CHALLENGE A
Echo the rows below precisely, covering everything from the line containing "of the delicate" down to the end of the rows.

The branding problem is real. QAnon insists they are the "real" Anonymous, all but encouraging public confusion as they’ve co-opted the hacktivist group’s name, tags, phrases, and terms, like calling their members "anons" and saying "[we] are legion."

Calling QAnon "a deformed Alex Jones conspiracy thought bubble," Anonymous hit back in its Anonymous Operation QAnon video.

"We will not sit idly by while you take advantage of the misinformed and poorly educated," Anonymous said. "In our collective we all have our differences and internal drama but we do have one thing in common; none of us are happy with your bullshit. We gonna wreck you."

The problem isn’t just that QAnon is impersonating Anonymous. It’s that QAnon is nothing like Anonymous, and the pro-Trump, anti-resistance, militantly neo-conservative, pedophile-obsessed, anti-immigrant conspiracy cult stands for everything Anonymous opposes. The group’s rhetoric mirrors that of Alex Jones with its false, hysterical calls to action regarding Democrats, "illegals," Muslims, and armed insurrection.

Which is why lots of people are comparing this to Anonymous’ campaigns against the Westboro Baptist Church and Scientology — though especially its operation against the KKK.

Back in November 2014, a Ku Klux Klan group based 75 miles south of Ferguson, Missouri began distributing flyers saying it would use "lethal force" on Ferguson protesters after the grand jury decision about Ferguson police officer Darren Wilson. Anonymous declared war. It’s probably worth pointing out that the KKK also taunted Anonymous before the shit hit the pillowcase-covered fan. Anonymous seized two primary KKK Twitter accounts (and had fun with them), knocked the website belonging to "Traditionalist American Knights of the Ku Klux Klan" offline — the group responsible for the Ferguson threats — compromised KKK member email accounts, and conducted a phone harassment campaign on KKK members.

Achieving a primary goal of QAnon, much digital ink has been spilled over the past couple of weeks exploring who, or what, QAnon is. In a coordinated effort to get mainstream press attention, attendees of a Tampa, Florida Trump rally August 1st wore "Q" t-shirts and got "Q" signs in the right spots to be filmed by Fox News.

Ignore the sideshow, follow the talking points

QAnon considers themselves "a research group of volunteer patriots" led by a high-clearance U.S. government informant who excretes information and prophecies through cryptic online messages. Their collective hero-myth revolves around a narrative of fighting a secret ring of billionaire, Democrat pedophiles.

In fact, survivors of sexual assault and trauma should be cautioned before looking at QAnon’s social media footprint because it’s quite remarkable, and not a little disturbing, to observe just how much these individuals fixate on pedophilia and pedophiles. The fictional, detailed conspiracies centering on child rape, are QAnon’s nexus, around which is woven a nonsensical tapestry of rhetoric and conspiracy against anything that goes against Trump and MAGA values. None of which is true, despite members’ claims to the contrary.

SUPPLIED DATA
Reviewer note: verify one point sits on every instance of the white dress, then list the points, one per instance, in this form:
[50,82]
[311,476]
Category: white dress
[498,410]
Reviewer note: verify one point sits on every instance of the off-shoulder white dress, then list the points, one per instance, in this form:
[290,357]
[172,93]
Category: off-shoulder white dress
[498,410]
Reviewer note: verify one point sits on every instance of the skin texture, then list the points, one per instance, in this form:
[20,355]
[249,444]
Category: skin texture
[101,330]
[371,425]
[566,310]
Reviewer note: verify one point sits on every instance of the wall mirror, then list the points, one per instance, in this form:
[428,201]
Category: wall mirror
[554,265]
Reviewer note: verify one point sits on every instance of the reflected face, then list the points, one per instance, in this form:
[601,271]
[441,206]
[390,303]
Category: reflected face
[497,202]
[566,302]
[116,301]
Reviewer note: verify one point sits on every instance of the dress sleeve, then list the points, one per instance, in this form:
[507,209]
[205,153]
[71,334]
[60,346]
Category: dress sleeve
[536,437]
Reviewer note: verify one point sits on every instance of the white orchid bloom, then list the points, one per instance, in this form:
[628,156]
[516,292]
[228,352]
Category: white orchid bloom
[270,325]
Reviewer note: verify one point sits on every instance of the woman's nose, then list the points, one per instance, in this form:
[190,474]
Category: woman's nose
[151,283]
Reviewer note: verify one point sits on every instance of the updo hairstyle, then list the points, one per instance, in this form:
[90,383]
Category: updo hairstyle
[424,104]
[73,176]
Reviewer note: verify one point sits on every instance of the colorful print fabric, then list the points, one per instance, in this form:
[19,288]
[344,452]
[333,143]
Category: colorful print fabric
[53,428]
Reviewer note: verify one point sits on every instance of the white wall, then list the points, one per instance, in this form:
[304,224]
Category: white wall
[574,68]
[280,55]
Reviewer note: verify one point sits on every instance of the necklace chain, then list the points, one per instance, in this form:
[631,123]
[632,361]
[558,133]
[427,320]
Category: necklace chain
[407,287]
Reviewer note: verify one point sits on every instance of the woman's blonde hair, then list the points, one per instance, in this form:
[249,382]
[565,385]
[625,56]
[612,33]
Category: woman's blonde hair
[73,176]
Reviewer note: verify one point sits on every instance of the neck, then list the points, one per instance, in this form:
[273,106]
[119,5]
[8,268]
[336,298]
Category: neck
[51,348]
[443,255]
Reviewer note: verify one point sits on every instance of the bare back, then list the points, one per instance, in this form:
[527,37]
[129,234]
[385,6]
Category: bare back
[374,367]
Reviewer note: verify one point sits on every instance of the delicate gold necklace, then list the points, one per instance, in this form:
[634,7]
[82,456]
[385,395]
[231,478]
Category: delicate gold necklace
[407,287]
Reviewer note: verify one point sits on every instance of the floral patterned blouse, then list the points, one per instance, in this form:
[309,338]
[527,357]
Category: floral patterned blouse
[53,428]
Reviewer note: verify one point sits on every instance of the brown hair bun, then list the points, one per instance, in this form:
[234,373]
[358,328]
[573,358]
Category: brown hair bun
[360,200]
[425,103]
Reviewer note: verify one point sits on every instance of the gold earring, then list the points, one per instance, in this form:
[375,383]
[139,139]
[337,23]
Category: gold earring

CHALLENGE B
Proceed with the text on QAnon and Anonymous, starting right after its final sentence.

TASK RESULT A
Reviewer note: verify one point sits on every instance of the delicate gold necklace, then list the points, one per instance, in this form:
[634,7]
[82,456]
[385,395]
[231,478]
Category: delicate gold necklace
[407,287]
Reviewer note: verify one point sits on every instance of the floral patterned blouse, then list the points, one per instance, in this form:
[309,338]
[527,357]
Category: floral patterned blouse
[53,428]
Reviewer note: verify one point sits on every instance of the brown hair bun, then list the points, one per instance, in this form:
[234,373]
[358,328]
[573,358]
Category: brown hair bun
[360,200]
[425,103]
Reviewer note: verify one point sits on every instance of the gold earring, then list the points, one per instance, in this form:
[375,383]
[139,139]
[337,23]
Category: gold earring

TASK RESULT B
It’s interesting to look at the events surrounding QAnon’s arrival sometime in October 2017, when the group surfaced on 4chan and then 8chan, and of course, blossomed on Reddit and Facebook. That month, the first charges were filed in the investigation led by special counsel Robert Mueller into alleged Russia interference in the 2016 US election.

Six weeks prior, in mid-August, the first DNC hacker, Guccifer, called Fox News to express his concerns about extradition to the U.S. He also slipped in some praise for Guccifer 2.0. You know, the 12 Russian intelligence officers indicted for the DNC hack that was done in favor of the Trump presidential campaign.

The first Guccifer also told Fox that his source in the U.S. government told him a secret. "So I think Guccifer two-zero is an inside job," Guccifer 1.0 told Fox. "I think Guccifer two-zero is something made from some guys at the State Department. Some guys from the cyber command of the NSA, and some guys from the Vault, Vault 7 of the CIA."

Around six weeks later QAnon arrived on the internet scene armed with conspiracies and meme artwork, social media savvy, and fast propagation. Amid the hackneyed calls to "believe" and fight for "truth" wrapped in "deep state" conspiracy theories, its primary talking point is that the DNC hack was an inside job involving FBI, DOJ and using CIA tech to frame the Russians.

This exact messaging was relayed on InfoWars in December. Sometimes QAnon members bear witness to Q’s "truths" and predictions through Trump’s words and the timing of his choice of topics, cementing their fervor in exclamations of proof. The QAnons think they’re witnessing Trump confirm the prophecies of Q as days go by. It’s more like Q and Trump are reading from the same script.

Disinformation cult

Even if QAnon didn’t spring from the heads of GRU and IRA strategists, fully-formed and in war armor at birth like Athena emerging from Zeus, they’ve had the success of doomsday cults written all over them from the start. It’s like a Russian disinformation campaign dressed up as an Illuminati prophecy cult — with, according to a new investigation by Vox, recruits pulled from The_Donald and "red pill" subreddits.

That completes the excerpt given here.